After being found at the bottom of the Halifax Harbour last year, scientists have cracked open a 125-year-old bottle of Alexander Keith's -- but so far reviews about its contents have been mixed.

 

Amateur treasure hunter and scuba diver Jon Crouse pulled the half-filled, green glass bottle, with its cork still intact, from the silt in three-metre deep water in November.

 

...

 

Naturally, Crouse was curious about the bottle's contents, and wondered if the more-than-century-old Keith's was still drinkable.

 

While the treasure hunter was adamant that he didn't want to taste its contents, he and local bar owner Chris Reynolds sought the help of scientists at Dalhousie University to analyze the cloudy, straw-coloured liquid.

 

Professor Andrew Macintosh, who specializes in fermentation research, said that the team looked at its density, colour, bitterness and pH levels, and the tests indicated the bottle was still filled with beer -- an India pale ale -- and not seawater.

 

Macintosh said the beer shared similar characteristics with modern Keith's, including a 4.3 on the pH scale (beers typically range between four and five).
▬▬▬▬▬▬▬▬▬▬
OBJECTIVES>
(1) Answer these questions from the article about the 125-year-old Keith's bottle, one answer per line:
(a) How deep was the water where the bottle lay?
(b) Who joined Crouse in asking Dalhousie University scientists for help?
(c) What pH did the beer measure?
(2) Write out the passage of the article on the Keith's bottle from "Amateur treasure hunter" to "cloudy, straw-coloured liquid.", substituting "inquisitive" for "curious".
▬▬▬▬▬▬▬▬▬▬
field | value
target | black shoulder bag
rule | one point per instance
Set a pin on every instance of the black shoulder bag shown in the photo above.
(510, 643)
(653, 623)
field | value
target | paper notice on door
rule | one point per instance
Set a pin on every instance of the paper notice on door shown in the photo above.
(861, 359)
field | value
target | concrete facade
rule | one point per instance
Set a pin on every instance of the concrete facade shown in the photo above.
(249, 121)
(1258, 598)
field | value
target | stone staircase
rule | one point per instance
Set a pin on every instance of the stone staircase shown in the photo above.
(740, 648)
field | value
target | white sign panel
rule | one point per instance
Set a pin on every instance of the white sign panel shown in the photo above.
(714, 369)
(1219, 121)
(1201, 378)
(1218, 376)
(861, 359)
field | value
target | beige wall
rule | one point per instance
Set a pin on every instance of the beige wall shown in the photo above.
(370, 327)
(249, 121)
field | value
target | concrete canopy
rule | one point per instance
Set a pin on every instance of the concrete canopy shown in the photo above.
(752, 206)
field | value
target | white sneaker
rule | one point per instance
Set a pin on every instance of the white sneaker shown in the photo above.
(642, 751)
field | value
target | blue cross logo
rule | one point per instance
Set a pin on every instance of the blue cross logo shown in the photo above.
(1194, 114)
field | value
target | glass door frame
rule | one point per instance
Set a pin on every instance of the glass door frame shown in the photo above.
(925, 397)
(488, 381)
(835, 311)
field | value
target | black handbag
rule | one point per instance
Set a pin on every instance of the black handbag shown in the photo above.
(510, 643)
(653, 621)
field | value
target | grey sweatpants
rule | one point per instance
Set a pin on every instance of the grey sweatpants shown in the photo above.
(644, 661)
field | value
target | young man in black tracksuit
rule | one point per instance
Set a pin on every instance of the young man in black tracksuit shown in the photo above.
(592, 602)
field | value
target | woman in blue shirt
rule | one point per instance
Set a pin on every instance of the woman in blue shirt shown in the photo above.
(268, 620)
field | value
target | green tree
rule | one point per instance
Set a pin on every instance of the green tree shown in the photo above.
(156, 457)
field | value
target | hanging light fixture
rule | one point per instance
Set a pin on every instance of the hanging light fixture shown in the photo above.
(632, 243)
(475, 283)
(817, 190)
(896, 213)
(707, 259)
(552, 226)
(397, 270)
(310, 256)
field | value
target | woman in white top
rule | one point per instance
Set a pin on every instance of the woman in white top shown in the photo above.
▬▬▬▬▬▬▬▬▬▬
TASK-BY-TASK ANSWERS>
(1)
(a) Three metres.
(b) Local bar owner Chris Reynolds.
(c) 4.3.

(2)
Amateur treasure hunter and scuba diver Jon Crouse pulled the half-filled, green glass bottle, with its cork still intact, from the silt in three-metre deep water in November.

 

...

 

Naturally, Crouse was inquisitive about the bottle's contents, and wondered if the more-than-century-old Keith's was still drinkable.

 

While the treasure hunter was adamant that he didn't want to taste its contents, he and local bar owner Chris Reynolds sought the help of scientists at Dalhousie University to analyze the cloudy, straw-coloured liquid.